## What you are asked to do
Extract every line of the items below that contains the string "garage". Treat uppercase and lowercase as different.

## Record list

######

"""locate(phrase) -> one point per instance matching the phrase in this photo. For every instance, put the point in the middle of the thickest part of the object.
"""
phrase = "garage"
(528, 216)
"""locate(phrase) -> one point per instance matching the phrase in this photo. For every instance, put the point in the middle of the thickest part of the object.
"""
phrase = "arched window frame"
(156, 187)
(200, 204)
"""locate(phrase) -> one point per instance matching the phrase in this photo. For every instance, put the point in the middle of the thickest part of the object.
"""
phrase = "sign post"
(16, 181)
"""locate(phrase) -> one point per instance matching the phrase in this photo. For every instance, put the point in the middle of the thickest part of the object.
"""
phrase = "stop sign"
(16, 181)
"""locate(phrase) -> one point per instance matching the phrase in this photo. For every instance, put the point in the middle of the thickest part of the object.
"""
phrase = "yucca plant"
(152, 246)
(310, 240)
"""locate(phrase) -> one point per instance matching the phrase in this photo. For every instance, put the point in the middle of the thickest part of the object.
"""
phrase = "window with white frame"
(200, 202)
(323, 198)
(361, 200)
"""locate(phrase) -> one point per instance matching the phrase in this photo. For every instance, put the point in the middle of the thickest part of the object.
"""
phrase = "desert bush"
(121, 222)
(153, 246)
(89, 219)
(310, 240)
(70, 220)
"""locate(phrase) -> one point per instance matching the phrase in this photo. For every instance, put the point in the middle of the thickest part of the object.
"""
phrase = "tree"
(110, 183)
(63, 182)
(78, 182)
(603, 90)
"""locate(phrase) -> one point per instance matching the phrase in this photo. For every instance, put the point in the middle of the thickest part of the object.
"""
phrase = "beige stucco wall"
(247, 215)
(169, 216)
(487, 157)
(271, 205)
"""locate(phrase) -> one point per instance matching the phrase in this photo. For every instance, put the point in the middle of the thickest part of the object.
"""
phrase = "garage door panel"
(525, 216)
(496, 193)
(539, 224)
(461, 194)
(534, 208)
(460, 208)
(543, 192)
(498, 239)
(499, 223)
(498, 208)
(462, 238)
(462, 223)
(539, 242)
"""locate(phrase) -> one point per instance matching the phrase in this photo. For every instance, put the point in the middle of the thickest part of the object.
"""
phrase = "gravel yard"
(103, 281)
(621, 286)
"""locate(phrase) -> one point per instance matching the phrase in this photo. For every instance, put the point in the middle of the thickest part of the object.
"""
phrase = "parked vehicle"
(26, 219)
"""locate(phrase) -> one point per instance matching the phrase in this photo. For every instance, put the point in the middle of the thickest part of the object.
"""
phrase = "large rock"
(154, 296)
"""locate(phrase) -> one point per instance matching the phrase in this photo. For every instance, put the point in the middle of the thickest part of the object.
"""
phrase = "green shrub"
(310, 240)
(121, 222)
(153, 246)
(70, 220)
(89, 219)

######

## Output
phrase = "garage"
phrase = "garage door panel"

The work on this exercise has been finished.